Excerpted data:
________________
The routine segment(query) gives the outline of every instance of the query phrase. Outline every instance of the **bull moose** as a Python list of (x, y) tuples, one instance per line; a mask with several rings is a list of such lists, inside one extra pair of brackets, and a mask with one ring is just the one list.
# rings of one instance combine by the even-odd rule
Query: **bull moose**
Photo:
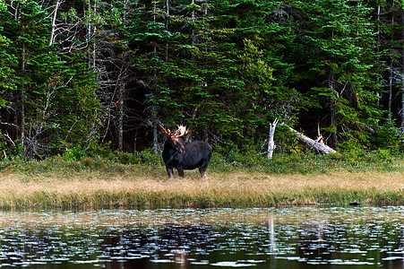
[(168, 177), (173, 178), (173, 169), (184, 177), (184, 170), (199, 169), (201, 177), (207, 177), (206, 169), (211, 157), (211, 146), (204, 141), (187, 143), (180, 137), (188, 134), (186, 126), (178, 126), (176, 131), (166, 130), (161, 125), (161, 131), (167, 136), (164, 143), (163, 161)]

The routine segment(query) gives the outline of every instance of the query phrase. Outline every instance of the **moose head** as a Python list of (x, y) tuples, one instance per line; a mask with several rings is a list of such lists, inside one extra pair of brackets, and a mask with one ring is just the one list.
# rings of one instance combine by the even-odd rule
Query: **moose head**
[(178, 138), (188, 134), (189, 129), (186, 129), (186, 126), (178, 126), (178, 129), (176, 131), (170, 131), (169, 129), (166, 130), (166, 128), (161, 125), (159, 126), (161, 132), (163, 132), (163, 134), (166, 134), (168, 138), (167, 141), (168, 146), (180, 153), (184, 153), (185, 152), (185, 149), (184, 147), (184, 141)]
[(206, 169), (211, 157), (212, 149), (204, 141), (185, 142), (181, 136), (189, 133), (186, 126), (178, 126), (176, 131), (167, 130), (160, 126), (161, 132), (167, 136), (164, 143), (162, 157), (166, 164), (167, 173), (173, 178), (173, 169), (184, 177), (184, 170), (198, 169), (201, 177), (206, 177)]

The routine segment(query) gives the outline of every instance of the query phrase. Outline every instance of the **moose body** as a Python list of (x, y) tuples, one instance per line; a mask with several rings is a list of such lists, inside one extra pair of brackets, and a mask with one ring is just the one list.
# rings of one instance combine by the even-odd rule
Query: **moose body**
[(182, 140), (180, 136), (187, 134), (185, 127), (179, 126), (176, 132), (160, 127), (168, 137), (164, 143), (162, 157), (168, 177), (173, 178), (173, 169), (176, 169), (180, 177), (184, 177), (184, 170), (194, 169), (199, 169), (201, 177), (206, 176), (212, 152), (211, 146), (204, 141), (187, 143)]

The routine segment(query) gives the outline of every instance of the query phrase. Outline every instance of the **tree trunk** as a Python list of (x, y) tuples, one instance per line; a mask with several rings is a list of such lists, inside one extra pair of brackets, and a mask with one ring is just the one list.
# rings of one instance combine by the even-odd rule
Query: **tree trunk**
________________
Short exercise: Please put the lines of the data from the one containing "of the **tree" through the end of the data into a Markdown table with the columns Row and Data line, numbering each row and leaving out blank lines.

Result for this exercise:
| Row | Data line |
|---|---|
| 1 | The routine segment(query) gives the outline of every instance of the query phrase. Outline every instance of the **tree trunk** as a Python list of (x, y) tuples, one instance per line; a mask with several rings is a list of such lists, inside one extra pair of brackets, and a mask with one ring is just the one list. |
| 2 | # rings of one instance combine by the even-odd rule |
| 3 | Query: **tree trunk** |